● Extrait du document

Carmel
De soeur Marie‑Dosithée à M. Guérin – 6 janvier 1875.

DE  
GUÉRIN Marie-Louise, Sr Marie-Dosithée
À 
GUÉRIN Isidore

06/01/1875

De soeur Marie‑Dosithée à M. Guérin. 6 janvier 1875.
 
Vive Jésus.                                                                
De notre Mère du Mans
                                                                       le 6 janvier 75
Mon bien aimé et très cher Frère
Je t'écris plutôt (sic) que je ne l'avais projeté parce qu'il m'a semblé que tu avais de la peine; tu te tracasses d'une manière incroyable, du reste c'est de famille, mais cependant on peut s'en corriger comme d'un autre défaut. Je te dirai bien franchement que je suis fâchée de te voir cette droguerie (VT janvier 1972, lettre 203, n. 1), tu aurais assez de ta Pharmacie, il est certain que tu ne peux pas bonnement y réussir comme tu le ferais si tu n'avais que cela; pouvant fort peu t'en occuper, tu es obligé d'y mettre d'autres personnes qu'il faut payer fort cher et qui par conséquent absorbent tout ou presque tout le bénéfice et encore qui font moins bien que tu ne le ferais. Il est vrai que tu as Mr Maudelonde, mais ce [l v°] Monsieur n'est plus jeune (il a 41 ans;) et n'a pas été habitué au commerce, il me semblerait qu'il aurait par là plus de difficultés à réussir. Enfin je serais contente que tu trouverais à t'en défaire avantageusement (de la droguerie) il est vrai que ce n'est pas le moment, les choses ne vont pas assez bien. Je ne vois tout de même pas que tu aies sujet de te tourmenter puisque tu ne perds pas et qu'au contraire tu as du bénéfice. Je suis enchantée de ce que tu as établi St Joseph ton économe, aie confiance et tu verras tes affaires prospérer, le Seigneur ne refuse rien à une confiance persévérante, et j'ai vu tant de merveilles opérées par St Joseph; des secours et des ressources, arrivées si providentiellement que je te félicite et crois que cette inspiration vient de Dieu.

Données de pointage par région
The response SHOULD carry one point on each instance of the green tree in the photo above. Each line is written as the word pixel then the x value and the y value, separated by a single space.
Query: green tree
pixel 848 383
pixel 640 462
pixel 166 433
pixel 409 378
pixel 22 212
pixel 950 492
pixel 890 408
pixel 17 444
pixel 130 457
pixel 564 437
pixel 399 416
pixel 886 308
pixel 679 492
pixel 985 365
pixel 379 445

● Questions à traiter
[1] D'après la lettre, qui le frère a-t-il établi comme son économe ?
[2] Pour chaque affirmation, dites si elle s'accorde avec la lettre par oui ou par non, en citant les mots décisifs de la lettre.
(a) La sœur souhaite que son frère se défasse de sa pharmacie.
(b) M. Maudelonde n'a pas été habitué au commerce.
(c) Le frère subit des pertes dans ses affaires.

● Réponses attendues
[1] Il a établi saint Joseph comme son économe.

[2]
(a) Non : « je serais contente que tu trouverais à t'en défaire avantageusement (de la droguerie) ».
(b) Oui : « n'a pas été habitué au commerce ».
(c) Non : « tu ne perds pas et qu'au contraire tu as du bénéfice ».